## What is required
Reproduce the items below word for word, leaving out any pictures.

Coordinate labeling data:
● ● ● ● ●
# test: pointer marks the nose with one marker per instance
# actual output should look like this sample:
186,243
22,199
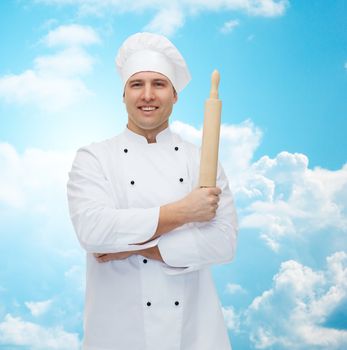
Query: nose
148,93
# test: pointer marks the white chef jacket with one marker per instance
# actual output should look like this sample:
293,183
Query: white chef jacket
115,191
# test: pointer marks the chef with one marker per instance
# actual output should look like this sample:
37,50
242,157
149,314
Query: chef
149,231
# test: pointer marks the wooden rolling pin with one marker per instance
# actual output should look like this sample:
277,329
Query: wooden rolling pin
210,136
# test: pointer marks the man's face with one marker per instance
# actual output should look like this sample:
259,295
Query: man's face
149,98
● ● ● ● ●
## The output
# test: pointer marks the nose with one marker per instance
# actual output should look like this sample:
186,243
22,199
Query: nose
148,93
# test: pointer marks the white chef jacket with one marker per instance
# actual output should look like this sample:
293,183
Query: white chef jacket
115,191
# test: pointer marks the chef with one marker per instance
# actual output should look like this sample:
37,50
242,157
149,314
Query: chef
149,231
# test: pointer marks the wooden rolling pin with one marker per instance
# actual output should look like this sample:
277,329
Query: wooden rolling pin
210,136
# test: pointer marks the man's face with one marker per instance
# actual output should look like this sample:
259,295
Query: man's face
149,98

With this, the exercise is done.